## [Texte fourni]
Ben le mieux c'est d'aller poser ta question sur l'autre fil ... edd72 saura mieux te répondre.
http://forums.macg.co/mac-os-x/lion-et-ses-bugs-sur-mon-macbook-blanc-1156662.html#post12036982


----------



## Felix63 (23 Juillet 2012)

Anonyme a dit:


> Ben le mieux c'est d'aller poser ta question sur l'autre fil ...


L'autre fil ne répond (éventuellement) qu'à ma 2ème question et c'est surtout la 1ère qui m'intéresse tout de suite 
Désolé de t'avoir froissé, je n'insiste pas


----------



## Anonyme (23 Juillet 2012)

Felix63 a dit:


> L'autre fil ne répond (éventuellement) qu'à ma 2ème question et c'est surtout la 1ère qui m'intéresse tout de suite
> Désolé de t'avoir froissé, je n'insiste pas



Qui a dit que tu m'aurai froissé ?

## [Données fournies]
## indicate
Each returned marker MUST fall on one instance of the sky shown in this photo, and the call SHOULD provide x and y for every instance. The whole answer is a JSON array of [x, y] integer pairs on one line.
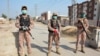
[[59, 6]]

## [Travail demandé]
(a) Traduisez en anglais la phrase « Désolé de t'avoir froissé, je n'insiste pas » tirée de la discussion du forum.
(b) Poursuivez la discussion du forum à partir du point où elle s'arrête.
Les données ne jouent aucun rôle ici.

## [Réponses attendues]
(a) Sorry I offended you, I won't push it.

(b)
Pour moi, c'est edd72 qui connait le sujet, un point c'est tout 

*Tout de suite,* c'est quand quelqu'un sait y répondre, même si ça urge  

Peut-être qu'une relecture de mes réponses serait utile


----------



## lyon3 (23 Juillet 2012)

Bon, je propose 2 solutions, je t'expliquerais plus en détails celle que tu souhaite : 1 - Télécharger la version de ML sur le Mac App Store que tu voudra, la copier sur une clé USB et l'installer sur tous les Mac de ton foyer quelque soit leur version de Mac OS. 2 - Acheter ML directement sur clé USB si Apple le commercialise comme tel comme elle l'a fait pour Lion (pour le double du prix) : http://store.apple.com/fr/product/MD256Z/A?fnode=62


----------



## Felix63 (23 Juillet 2012)

OK, merci pour ton offre de précisions
Je crois avoir compris les manips sur un autre fil.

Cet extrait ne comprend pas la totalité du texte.